╭──

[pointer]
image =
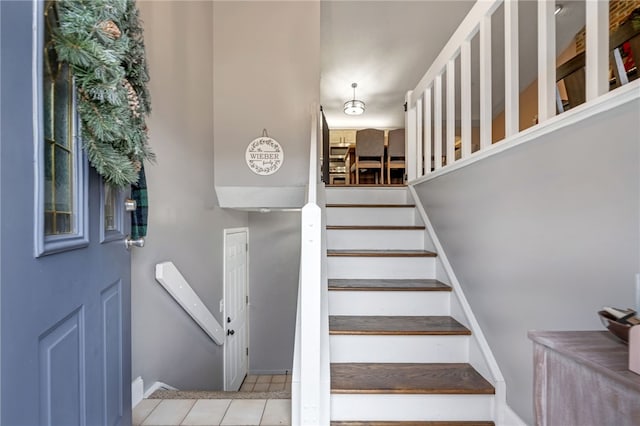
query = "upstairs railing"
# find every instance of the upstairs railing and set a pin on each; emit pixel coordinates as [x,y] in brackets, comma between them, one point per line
[439,133]
[310,388]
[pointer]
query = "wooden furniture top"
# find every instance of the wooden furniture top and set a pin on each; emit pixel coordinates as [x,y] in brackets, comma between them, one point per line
[599,350]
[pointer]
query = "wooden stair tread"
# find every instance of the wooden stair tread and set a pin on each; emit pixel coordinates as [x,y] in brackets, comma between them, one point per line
[407,378]
[380,253]
[396,325]
[414,423]
[376,227]
[380,206]
[367,185]
[387,285]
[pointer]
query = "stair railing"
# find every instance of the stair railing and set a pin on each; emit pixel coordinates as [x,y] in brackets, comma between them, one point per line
[310,387]
[431,120]
[172,280]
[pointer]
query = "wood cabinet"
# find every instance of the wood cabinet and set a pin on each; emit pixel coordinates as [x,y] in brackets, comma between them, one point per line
[582,378]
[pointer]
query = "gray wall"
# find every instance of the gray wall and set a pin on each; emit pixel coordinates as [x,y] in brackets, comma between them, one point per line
[185,225]
[266,74]
[543,235]
[274,253]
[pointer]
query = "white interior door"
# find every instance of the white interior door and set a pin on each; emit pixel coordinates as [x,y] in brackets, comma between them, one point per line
[236,353]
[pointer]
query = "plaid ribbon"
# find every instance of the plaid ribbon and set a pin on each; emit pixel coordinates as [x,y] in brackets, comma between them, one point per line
[139,216]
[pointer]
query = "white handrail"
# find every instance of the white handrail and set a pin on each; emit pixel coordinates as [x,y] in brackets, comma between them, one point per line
[172,280]
[478,22]
[310,392]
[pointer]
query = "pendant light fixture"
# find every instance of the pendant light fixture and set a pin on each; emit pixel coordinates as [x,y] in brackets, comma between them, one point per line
[354,106]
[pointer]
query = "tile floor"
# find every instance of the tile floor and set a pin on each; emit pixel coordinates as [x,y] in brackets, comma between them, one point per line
[228,412]
[266,383]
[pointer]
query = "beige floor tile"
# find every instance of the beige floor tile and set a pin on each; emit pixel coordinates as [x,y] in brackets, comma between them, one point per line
[261,387]
[277,412]
[143,409]
[274,387]
[280,378]
[251,378]
[264,379]
[170,412]
[207,412]
[246,412]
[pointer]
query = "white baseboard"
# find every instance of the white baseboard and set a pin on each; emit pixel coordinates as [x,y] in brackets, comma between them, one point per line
[511,418]
[157,386]
[269,372]
[137,391]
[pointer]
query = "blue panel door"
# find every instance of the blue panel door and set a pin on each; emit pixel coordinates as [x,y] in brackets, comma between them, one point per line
[65,339]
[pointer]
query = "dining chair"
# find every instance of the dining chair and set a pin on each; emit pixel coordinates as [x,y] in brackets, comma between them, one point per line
[395,153]
[369,154]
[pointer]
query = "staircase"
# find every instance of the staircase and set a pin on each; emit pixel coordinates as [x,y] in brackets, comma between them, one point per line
[397,355]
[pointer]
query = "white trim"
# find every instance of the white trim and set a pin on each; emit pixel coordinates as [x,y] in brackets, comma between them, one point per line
[157,386]
[597,51]
[465,31]
[410,138]
[437,123]
[227,232]
[428,133]
[137,391]
[451,111]
[546,60]
[419,116]
[618,97]
[486,108]
[512,68]
[476,332]
[465,89]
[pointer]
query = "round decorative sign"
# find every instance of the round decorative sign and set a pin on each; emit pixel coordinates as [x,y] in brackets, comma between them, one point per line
[264,156]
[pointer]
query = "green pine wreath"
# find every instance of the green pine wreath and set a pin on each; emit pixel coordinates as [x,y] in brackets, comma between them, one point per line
[102,40]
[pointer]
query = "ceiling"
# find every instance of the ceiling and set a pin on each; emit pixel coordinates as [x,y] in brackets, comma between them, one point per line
[387,46]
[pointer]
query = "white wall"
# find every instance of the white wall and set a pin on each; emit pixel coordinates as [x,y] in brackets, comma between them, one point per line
[275,266]
[185,223]
[543,235]
[266,75]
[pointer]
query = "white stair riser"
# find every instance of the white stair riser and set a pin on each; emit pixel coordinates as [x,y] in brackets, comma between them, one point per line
[411,407]
[370,216]
[400,303]
[353,348]
[376,240]
[381,195]
[381,267]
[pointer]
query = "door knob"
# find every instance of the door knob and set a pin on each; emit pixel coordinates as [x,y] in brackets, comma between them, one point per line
[128,242]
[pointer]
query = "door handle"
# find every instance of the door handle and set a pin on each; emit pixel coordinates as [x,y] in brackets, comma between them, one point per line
[128,242]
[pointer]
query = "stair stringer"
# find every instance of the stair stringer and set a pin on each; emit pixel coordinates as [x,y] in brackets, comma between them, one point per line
[480,354]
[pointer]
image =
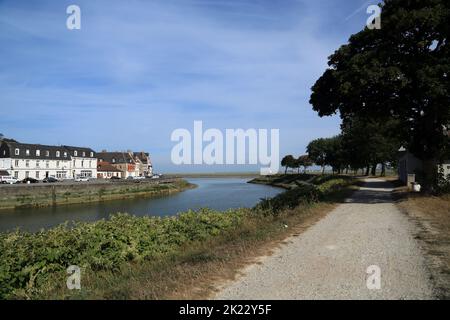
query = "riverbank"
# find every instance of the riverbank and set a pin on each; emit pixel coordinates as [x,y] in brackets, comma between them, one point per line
[44,195]
[130,257]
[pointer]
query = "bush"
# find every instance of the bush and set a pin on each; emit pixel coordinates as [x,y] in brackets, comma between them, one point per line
[28,262]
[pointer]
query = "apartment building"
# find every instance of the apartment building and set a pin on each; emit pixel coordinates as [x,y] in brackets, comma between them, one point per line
[38,161]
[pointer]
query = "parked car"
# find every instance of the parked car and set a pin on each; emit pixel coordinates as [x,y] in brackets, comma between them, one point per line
[81,179]
[30,180]
[50,180]
[8,180]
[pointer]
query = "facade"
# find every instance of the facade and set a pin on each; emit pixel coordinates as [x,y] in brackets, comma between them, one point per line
[106,171]
[122,161]
[40,161]
[84,162]
[144,163]
[409,164]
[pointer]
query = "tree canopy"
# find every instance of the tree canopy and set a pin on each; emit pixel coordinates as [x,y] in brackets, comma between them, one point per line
[399,72]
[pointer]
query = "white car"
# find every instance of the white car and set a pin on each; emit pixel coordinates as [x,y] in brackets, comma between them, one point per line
[81,179]
[8,180]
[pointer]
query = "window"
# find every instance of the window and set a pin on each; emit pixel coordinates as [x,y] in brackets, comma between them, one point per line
[61,174]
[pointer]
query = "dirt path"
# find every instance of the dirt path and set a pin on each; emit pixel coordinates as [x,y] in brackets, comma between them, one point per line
[330,260]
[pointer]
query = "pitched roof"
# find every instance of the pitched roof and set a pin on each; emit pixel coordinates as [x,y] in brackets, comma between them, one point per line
[106,167]
[144,157]
[115,157]
[80,151]
[38,151]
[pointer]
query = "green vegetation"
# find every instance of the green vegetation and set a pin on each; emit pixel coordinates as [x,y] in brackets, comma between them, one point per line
[34,265]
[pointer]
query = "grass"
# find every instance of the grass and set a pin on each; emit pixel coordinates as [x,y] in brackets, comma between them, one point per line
[432,215]
[152,258]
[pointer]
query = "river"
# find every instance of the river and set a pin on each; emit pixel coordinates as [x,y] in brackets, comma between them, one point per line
[214,193]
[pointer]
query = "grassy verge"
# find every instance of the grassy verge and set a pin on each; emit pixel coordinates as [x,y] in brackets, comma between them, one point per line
[432,215]
[130,257]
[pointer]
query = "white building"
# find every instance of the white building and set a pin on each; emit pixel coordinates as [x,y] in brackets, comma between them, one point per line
[84,162]
[40,161]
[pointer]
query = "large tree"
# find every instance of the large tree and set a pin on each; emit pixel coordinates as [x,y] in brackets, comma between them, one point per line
[400,72]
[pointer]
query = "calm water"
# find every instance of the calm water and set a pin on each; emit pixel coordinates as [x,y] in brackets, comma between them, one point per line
[214,193]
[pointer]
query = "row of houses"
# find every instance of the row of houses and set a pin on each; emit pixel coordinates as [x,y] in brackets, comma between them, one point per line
[23,160]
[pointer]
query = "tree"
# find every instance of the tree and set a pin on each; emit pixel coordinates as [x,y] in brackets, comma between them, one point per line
[317,150]
[397,72]
[368,143]
[305,162]
[288,162]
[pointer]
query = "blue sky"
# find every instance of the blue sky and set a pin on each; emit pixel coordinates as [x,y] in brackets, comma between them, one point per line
[137,70]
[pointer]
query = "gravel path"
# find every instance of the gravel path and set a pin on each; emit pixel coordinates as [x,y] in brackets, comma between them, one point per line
[330,259]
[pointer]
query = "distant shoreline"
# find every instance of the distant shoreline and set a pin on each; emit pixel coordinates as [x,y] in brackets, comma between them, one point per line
[214,175]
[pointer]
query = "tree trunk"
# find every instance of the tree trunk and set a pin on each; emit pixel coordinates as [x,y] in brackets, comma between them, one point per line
[383,169]
[429,175]
[374,170]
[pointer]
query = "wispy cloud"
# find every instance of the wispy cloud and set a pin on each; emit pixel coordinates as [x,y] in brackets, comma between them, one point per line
[138,70]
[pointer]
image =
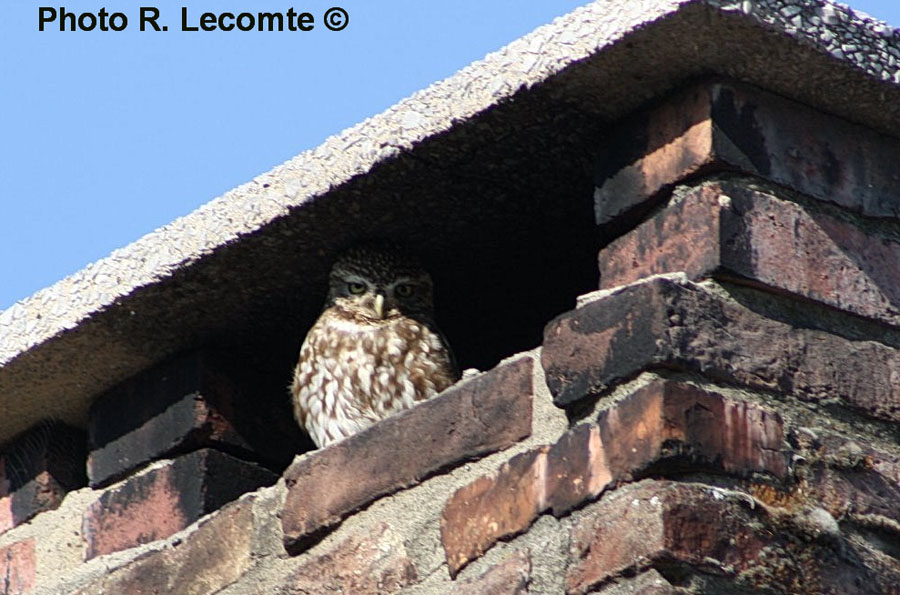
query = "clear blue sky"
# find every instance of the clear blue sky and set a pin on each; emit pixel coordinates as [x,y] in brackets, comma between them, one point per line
[105,136]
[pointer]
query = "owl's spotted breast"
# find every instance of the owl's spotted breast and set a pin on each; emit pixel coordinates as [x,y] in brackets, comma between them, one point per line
[352,374]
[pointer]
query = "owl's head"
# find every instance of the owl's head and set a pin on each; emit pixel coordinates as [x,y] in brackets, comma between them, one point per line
[380,282]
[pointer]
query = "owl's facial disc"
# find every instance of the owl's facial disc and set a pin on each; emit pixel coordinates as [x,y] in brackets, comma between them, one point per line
[379,305]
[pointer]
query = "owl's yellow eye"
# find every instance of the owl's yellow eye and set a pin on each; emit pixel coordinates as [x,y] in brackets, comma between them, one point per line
[403,290]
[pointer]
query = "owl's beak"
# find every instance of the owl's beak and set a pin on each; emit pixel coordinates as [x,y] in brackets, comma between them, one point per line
[379,305]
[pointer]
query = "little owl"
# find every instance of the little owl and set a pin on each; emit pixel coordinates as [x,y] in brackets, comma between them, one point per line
[374,350]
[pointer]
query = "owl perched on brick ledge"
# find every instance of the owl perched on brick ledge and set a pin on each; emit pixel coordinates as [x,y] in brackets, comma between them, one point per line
[374,350]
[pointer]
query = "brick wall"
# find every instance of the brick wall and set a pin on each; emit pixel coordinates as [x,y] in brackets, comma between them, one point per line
[720,416]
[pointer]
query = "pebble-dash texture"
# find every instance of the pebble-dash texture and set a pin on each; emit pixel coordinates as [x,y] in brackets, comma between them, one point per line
[236,256]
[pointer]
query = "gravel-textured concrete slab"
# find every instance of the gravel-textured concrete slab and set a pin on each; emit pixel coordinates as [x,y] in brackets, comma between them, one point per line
[487,174]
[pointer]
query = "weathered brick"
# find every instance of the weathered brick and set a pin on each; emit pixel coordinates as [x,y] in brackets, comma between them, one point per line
[854,483]
[483,415]
[363,564]
[17,568]
[729,229]
[37,469]
[735,127]
[667,422]
[673,323]
[576,469]
[510,577]
[687,425]
[183,404]
[636,526]
[493,507]
[716,533]
[167,499]
[207,560]
[646,583]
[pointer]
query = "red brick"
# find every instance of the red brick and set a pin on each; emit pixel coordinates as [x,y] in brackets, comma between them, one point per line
[666,322]
[735,127]
[687,425]
[37,469]
[183,404]
[483,415]
[167,499]
[492,508]
[693,528]
[17,568]
[510,577]
[363,564]
[639,525]
[665,423]
[576,470]
[646,583]
[728,229]
[850,481]
[218,553]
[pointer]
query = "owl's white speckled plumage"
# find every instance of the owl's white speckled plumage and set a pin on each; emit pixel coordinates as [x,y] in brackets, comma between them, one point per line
[374,350]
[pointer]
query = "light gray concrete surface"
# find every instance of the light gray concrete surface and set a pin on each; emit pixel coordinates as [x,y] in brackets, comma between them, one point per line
[466,165]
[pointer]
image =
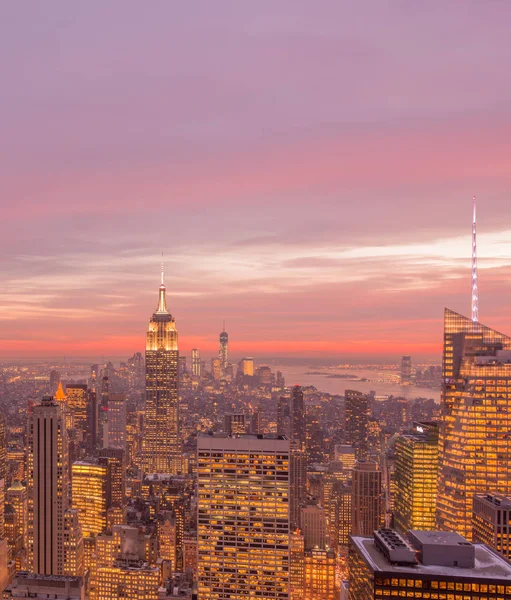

╰──

**Obiettivo del compito:**
Individua nei record qui sopra ogni riga che contiene la stringa "ceiling" e copiala. Maiuscole e minuscole vanno distinte.

**Risposta:**
query = "ceiling"
# find every instance of the ceiling and set a pin on each; emit pixel coordinates as [x,y] in brackets, comma between them, one point per line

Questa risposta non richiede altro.